- Aim
Reproduce the listing below verbatim, leaving out the pictures.

- Material to process
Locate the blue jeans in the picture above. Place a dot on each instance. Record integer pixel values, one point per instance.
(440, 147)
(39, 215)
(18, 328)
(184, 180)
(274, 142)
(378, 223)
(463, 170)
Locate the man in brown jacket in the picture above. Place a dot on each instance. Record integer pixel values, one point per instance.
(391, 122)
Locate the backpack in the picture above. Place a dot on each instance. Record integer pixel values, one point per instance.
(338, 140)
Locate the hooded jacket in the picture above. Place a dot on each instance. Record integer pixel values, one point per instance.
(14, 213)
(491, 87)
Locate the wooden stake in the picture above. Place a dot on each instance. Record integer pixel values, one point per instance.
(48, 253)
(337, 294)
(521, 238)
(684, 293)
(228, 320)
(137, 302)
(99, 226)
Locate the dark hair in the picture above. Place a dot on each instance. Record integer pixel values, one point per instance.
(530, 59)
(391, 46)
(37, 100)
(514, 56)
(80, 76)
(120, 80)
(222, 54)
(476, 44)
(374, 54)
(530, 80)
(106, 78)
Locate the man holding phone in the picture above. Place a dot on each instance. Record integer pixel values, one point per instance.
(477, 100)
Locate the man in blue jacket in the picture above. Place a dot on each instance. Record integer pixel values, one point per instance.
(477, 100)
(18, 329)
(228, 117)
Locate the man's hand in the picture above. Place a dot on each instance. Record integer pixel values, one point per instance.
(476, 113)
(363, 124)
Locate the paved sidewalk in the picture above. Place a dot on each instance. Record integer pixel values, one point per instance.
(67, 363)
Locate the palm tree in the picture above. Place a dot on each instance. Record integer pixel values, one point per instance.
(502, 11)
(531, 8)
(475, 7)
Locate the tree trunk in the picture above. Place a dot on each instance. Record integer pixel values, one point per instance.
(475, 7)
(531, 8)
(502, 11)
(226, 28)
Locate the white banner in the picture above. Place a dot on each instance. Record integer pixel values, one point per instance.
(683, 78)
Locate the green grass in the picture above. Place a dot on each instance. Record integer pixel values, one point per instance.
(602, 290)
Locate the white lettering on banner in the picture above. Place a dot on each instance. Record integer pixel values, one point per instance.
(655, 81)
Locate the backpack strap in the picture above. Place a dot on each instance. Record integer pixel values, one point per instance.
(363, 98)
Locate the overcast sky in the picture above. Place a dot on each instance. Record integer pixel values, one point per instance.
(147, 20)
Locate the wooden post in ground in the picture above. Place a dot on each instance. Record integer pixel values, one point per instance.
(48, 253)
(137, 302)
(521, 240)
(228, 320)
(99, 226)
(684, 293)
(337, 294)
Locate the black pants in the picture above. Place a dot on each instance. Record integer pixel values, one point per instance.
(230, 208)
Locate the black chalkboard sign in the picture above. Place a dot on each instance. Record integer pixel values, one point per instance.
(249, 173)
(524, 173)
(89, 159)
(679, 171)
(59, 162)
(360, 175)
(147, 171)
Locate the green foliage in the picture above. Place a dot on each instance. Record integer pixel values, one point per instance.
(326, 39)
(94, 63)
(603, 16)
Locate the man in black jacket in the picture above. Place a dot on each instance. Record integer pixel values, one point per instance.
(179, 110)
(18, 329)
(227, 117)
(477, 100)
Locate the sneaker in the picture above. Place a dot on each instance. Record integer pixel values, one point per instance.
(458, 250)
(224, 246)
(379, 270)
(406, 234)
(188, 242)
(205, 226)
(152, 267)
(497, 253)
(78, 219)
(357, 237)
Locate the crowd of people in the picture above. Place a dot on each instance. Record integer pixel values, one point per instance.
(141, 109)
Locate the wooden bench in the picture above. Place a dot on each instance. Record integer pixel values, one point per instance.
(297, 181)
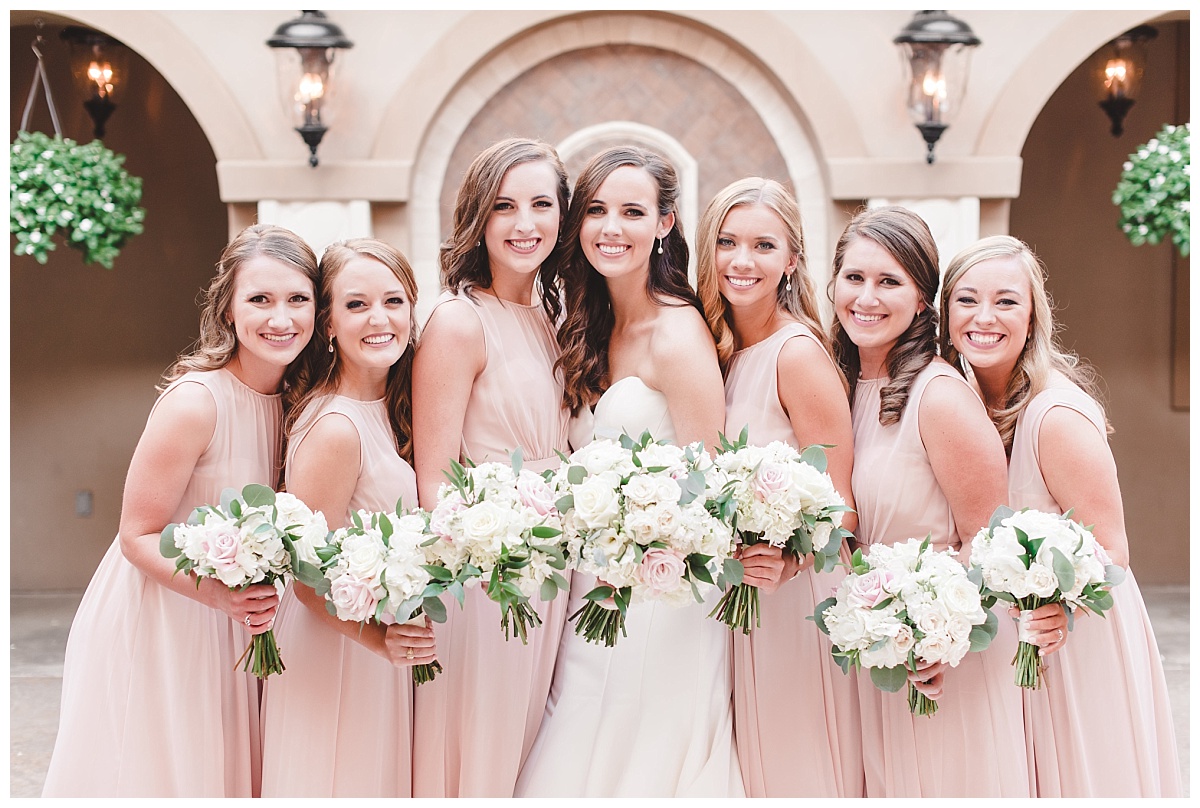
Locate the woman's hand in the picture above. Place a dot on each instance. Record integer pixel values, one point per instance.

- Result of this task
Locate the blue jeans in the picture above. Place a dot on each instance. Record integer pixel values, one point per instance.
(440, 147)
(39, 215)
(18, 328)
(184, 180)
(274, 142)
(378, 223)
(463, 170)
Locate the man in brown jacket in the picture above. Place a dot on each instance. Record integer pixel values, one point per instance.
(391, 122)
Locate the backpack in the picture above. Place a dot on each instance. Record integer pixel values, one point per instance.
(338, 140)
Locate the hooded jacket in the picture above. Place a dot on each instance. Record integer pixel values, one point per instance.
(14, 213)
(491, 87)
Locate the wooden stake in the picture above. Place a dot on each instance. Record integer pixel values, one point per instance.
(48, 253)
(337, 294)
(521, 238)
(684, 293)
(228, 320)
(137, 302)
(99, 226)
Locate the dark hair in the picture above. Place a dot on each instance. Record integer pixel values, one point per instance.
(530, 59)
(391, 46)
(37, 100)
(514, 56)
(80, 76)
(120, 80)
(222, 54)
(476, 44)
(374, 54)
(530, 80)
(106, 78)
Locate the man holding phone in the picture above. Place a dot on each instance. Record integer pixel values, one point per instance.
(477, 100)
Locate the man in blue jacket in the picture above. Place a dot on each instance. Record integer pixel values, one point per instance.
(477, 100)
(18, 329)
(228, 117)
Locate the man's hand in the picture above. Place a dot on each instance. Record integer pixel values, one point per instance.
(476, 113)
(363, 124)
Locate the paved sidewalk in the picture above. Place a dot on each instance. Record integer pixel values, one point per instance.
(67, 363)
Locate the palm tree in the picture above. Place a dot on each instance. Record integer pixel values, one point per instance.
(502, 11)
(531, 8)
(475, 7)
Locate the tree trunk in the picture above. Place a dot on each instance. Record integer pixel values, one point per instance.
(475, 7)
(531, 8)
(502, 11)
(226, 28)
Locate the white banner in the picture above. Place a dot on each instance. Record integer pixel values, one point per instance.
(683, 78)
Locate the green grass in the picture above. Place a dot on each instance. Record integer pixel values, one point per instance.
(602, 290)
Locate the white lettering on banner in the picture above. Place a dot on each instance. Record integer pixel values, one point per instance.
(655, 81)
Locate the backpack strap in the picture above. Place a dot on each instance. Record integer pixel values, one point per instance.
(363, 98)
Locate the overcast sky in the picture above. Place a dot on each instance. Record integer pixel values, one point per instance.
(147, 20)
Locate the wooden post in ground in the picture above. Place a dot on each instance. Record integer pixel values, one point per instance.
(48, 253)
(137, 302)
(521, 240)
(228, 320)
(99, 226)
(684, 293)
(337, 294)
Locate the black pants in the picture above. Place a dot on each instance. Record integer pixel values, one point per instance.
(230, 208)
Locate the black chalkboard sign in the picture above. Place a dot on each instance. Record integer pixel values, one point per instance.
(249, 173)
(524, 173)
(89, 159)
(679, 171)
(59, 162)
(360, 175)
(147, 171)
Locate the green foliage in the picture above. Place a dot on each instance. Record integer pixel values, one point per instance.
(326, 39)
(94, 63)
(603, 16)
Locate the man in black jacket in the picture above. Place a dot on each instance. Record integer pixel values, one point per instance.
(179, 110)
(18, 329)
(227, 117)
(477, 100)
Locate the sneaker in the picture above. Place a dot on each instance. Record integer pixel values, one point per instance.
(458, 250)
(224, 246)
(379, 270)
(406, 234)
(188, 242)
(205, 226)
(152, 267)
(497, 253)
(78, 219)
(357, 237)
Locate the crowd of people in the picture above. Place a dot on each instance. Record integer pixel values, one point per instance.
(141, 109)
Locate the wooden bench in the picture above. Place a dot on each instance. Record integer pixel values, one point per instance.
(297, 181)
Locate the woman's hand in the picture above. Place a dot on each instance. Record integer pixel values, one point per instance.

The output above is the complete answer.